>> begin
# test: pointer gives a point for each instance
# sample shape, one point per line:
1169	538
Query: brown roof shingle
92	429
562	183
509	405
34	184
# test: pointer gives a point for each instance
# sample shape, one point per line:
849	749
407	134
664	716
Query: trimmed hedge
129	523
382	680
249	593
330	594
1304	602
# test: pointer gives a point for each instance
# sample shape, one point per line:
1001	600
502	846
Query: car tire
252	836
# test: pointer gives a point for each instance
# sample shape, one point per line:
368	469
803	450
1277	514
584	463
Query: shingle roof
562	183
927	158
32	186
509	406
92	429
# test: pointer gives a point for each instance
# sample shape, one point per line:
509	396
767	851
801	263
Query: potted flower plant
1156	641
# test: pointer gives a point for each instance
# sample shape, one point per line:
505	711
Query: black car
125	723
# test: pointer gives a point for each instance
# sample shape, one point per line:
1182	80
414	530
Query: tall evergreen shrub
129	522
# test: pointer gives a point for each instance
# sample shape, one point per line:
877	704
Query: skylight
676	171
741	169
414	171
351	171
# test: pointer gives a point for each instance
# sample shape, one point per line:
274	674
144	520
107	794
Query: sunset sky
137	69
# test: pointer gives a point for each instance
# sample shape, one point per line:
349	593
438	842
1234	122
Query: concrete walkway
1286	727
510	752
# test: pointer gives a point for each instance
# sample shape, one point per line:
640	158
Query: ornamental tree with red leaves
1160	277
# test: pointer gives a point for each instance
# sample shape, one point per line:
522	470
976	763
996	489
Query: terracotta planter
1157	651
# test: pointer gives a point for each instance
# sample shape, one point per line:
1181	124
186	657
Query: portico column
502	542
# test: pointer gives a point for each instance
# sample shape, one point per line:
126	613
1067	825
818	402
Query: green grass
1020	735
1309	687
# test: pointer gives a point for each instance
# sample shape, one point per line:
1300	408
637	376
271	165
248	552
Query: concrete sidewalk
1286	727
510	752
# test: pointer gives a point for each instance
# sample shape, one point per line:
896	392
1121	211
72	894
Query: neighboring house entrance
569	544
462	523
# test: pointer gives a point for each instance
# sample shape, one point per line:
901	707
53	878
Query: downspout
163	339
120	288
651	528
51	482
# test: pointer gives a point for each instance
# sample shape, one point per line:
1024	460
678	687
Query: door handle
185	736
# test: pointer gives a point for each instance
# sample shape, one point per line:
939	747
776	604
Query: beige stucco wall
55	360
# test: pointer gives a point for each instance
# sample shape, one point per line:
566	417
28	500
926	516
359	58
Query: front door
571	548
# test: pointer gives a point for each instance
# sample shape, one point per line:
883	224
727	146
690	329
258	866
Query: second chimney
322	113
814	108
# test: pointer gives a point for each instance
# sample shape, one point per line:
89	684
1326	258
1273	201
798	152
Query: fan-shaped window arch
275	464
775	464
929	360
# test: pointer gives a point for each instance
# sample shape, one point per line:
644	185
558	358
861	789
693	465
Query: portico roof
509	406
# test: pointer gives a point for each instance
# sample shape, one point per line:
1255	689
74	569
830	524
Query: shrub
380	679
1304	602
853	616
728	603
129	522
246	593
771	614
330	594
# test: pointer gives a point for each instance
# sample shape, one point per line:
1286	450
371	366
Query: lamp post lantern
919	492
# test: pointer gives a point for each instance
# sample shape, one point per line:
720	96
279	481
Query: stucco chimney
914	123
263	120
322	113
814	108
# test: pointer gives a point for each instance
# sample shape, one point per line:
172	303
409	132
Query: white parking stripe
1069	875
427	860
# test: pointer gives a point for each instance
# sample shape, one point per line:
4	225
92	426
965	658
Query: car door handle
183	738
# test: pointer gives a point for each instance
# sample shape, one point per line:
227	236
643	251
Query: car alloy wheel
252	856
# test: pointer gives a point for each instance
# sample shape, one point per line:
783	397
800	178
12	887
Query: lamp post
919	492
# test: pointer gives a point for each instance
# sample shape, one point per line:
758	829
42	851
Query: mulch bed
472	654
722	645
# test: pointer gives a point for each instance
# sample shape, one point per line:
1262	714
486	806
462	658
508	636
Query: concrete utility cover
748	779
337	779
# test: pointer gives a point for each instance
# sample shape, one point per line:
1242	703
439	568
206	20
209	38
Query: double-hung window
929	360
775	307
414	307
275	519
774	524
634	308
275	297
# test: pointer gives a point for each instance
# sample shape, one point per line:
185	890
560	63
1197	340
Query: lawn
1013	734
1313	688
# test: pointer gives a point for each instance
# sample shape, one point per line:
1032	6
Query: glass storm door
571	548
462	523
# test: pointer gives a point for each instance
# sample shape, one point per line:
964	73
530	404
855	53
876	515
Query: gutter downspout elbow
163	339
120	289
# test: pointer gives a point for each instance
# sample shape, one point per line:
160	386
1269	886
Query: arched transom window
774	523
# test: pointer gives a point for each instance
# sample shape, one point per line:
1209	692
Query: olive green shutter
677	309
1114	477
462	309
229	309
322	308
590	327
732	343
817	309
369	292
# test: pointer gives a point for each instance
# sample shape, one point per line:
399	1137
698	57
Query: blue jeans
>> end
*TASK REQUIREMENTS:* Print the records above in full, exactly.

*EXERCISE OUTPUT:*
# test: pointer gives a point for each instance
# sample shape, one point per line:
1169	538
Query: brown roof shingle
92	429
562	183
509	405
34	184
# test: pointer gives a point for each instance
# sample shape, one point per line:
849	749
407	134
664	716
Query: trimmed hedge
129	523
382	680
249	593
330	594
1304	602
# test: pointer gives a point for each instance
# sample shape, one point per line:
1001	600
502	846
Query: car tire
252	836
# test: pointer gives a point for each instance
# sample shape, one point per line:
368	469
803	450
1277	514
584	463
Query: shingle roof
562	183
927	158
32	186
509	406
92	429
# test: pointer gives a point for each instance
# sample shape, one point per line:
509	396
767	851
801	263
Query: potted flower plant
1156	641
# test: pointer gives a point for each instance
# sample shape, one point per line:
505	711
Query: black car
125	723
# test: pointer gives a point for each instance
# sample shape, one point per line:
1182	80
414	530
Query: tall evergreen shrub
129	522
# test: pointer gives a point for each instance
# sample shape, one point per line:
877	704
Query: skylight
676	171
741	169
414	171
351	171
# test: pointer gives a point for each instance
# sample shape, one point per line:
274	674
144	520
107	794
Query: sunset sky
137	69
# test: pointer gives a point for each instance
# sample shape, one point per line:
349	593
438	842
1234	122
Query: concrete walkway
1286	727
510	752
# test: pointer gives a point for each instance
# sample shape, one point per line:
640	158
Query: ornamental tree with red leaves
1160	277
# test: pointer gives a point for each instance
# sample shape, one point per line:
522	470
976	763
996	489
Query: terracotta planter
1157	651
# test: pointer gives a point for each instance
# sample shape, one point per line:
1181	124
186	657
Query: portico column
502	542
# test: pointer gives a point for each instance
# sample shape, one point per line:
126	613
1067	825
818	402
Query: green grass
1020	735
1309	687
# test: pointer gives a point for each instance
# sample shape, one point per line:
1300	408
637	376
271	165
248	552
Query: concrete sidewalk
1286	727
510	752
# test: pointer gives a point for each instance
# sample shape, one point per line:
896	392
1121	211
72	894
Query: neighboring house entrance
569	544
462	523
# test: pointer gives a point for each instance
# sample shape, one point per line:
901	707
53	878
Query: downspout
163	339
120	288
651	528
51	482
# test: pointer gives a point for each instance
# sample shape, one point per line:
1024	460
678	687
Query: door handle
185	736
# test: pointer gives a point for each instance
# sample shape, one point per line:
939	747
776	604
Query: beige stucco wall
55	360
# test: pointer gives a point for each instance
# sample shape, one point per line:
566	417
28	500
926	516
359	58
Query: front door
571	548
# test: pointer gives a point for each instance
# sample shape, one point per line:
883	224
727	146
690	329
258	866
Query: second chimney
322	113
814	108
# test: pointer gives a point for each instance
# sample shape, one point per line:
89	684
1326	258
1273	201
798	152
Query: fan-shaped window arch
275	464
775	464
929	360
# test: pointer gives a point for each instance
# sample shape, one point per line:
644	185
558	358
861	789
693	465
Query: portico roof
509	406
# test: pointer gives a point for each instance
# sample shape, one point per line:
1255	689
74	569
830	524
Query: shrub
380	679
1304	602
853	616
728	603
129	522
246	593
771	614
330	594
# test: pointer gives a point for each instance
# sample shape, one point per line:
1286	450
371	366
Query: lamp post lantern
919	492
# test: pointer gives a point for each instance
# sample shape, one point per line:
720	96
279	481
Query: stucco chimney
914	123
263	120
322	113
814	108
# test: pointer gives a point for each instance
# sample shape, one point per line:
172	303
409	132
Query: white parking stripe
1069	875
427	860
# test: pointer gives a point for each instance
# sample shape, one point per line:
4	225
92	426
965	658
Query: car door handle
183	738
# test: pointer gives a point for each instance
# sample shape, one point per line:
227	236
643	251
Query: car alloy wheel
252	856
# test: pointer gives a point for each instance
# sample shape, one point per line:
783	397
800	178
12	887
Query: lamp post
919	492
# test: pointer gives a point for each instance
# sample shape, one point per line:
758	829
42	851
Query: mulch bed
472	654
722	645
# test: pointer gives a point for each instance
# sample shape, one point per line:
1262	714
486	806
462	658
508	636
Query: concrete utility cover
748	779
337	779
# test: pointer gives a point for each instance
# sample shape, one point per line:
1242	703
439	568
206	20
209	38
Query: double-hung window
929	360
775	307
414	307
275	519
774	524
634	308
275	297
# test: pointer gives a point for each instance
# sample shape, one point per line:
185	890
560	63
1197	340
Query: lawn
1013	734
1313	688
# test: pointer gives a point for each instance
# sample shape, one point per line:
1032	6
Query: glass storm door
571	548
462	523
# test: pointer gives a point for each instance
# sample shape, one point per line:
964	73
530	404
855	53
876	515
Query: gutter downspout elbow
163	339
120	289
# test: pointer gives a point for each instance
# sample shape, one point per line:
160	386
1269	886
Query: arched transom window
774	523
# test: pointer gives a point for each instance
# sample shape, one point per line:
1209	692
Query: olive green shutter
677	309
1114	477
462	309
229	309
322	308
590	327
732	343
817	309
369	292
# test: pointer gives a point for each instance
# sample shape, one point per line:
399	1137
698	57
Query: blue jeans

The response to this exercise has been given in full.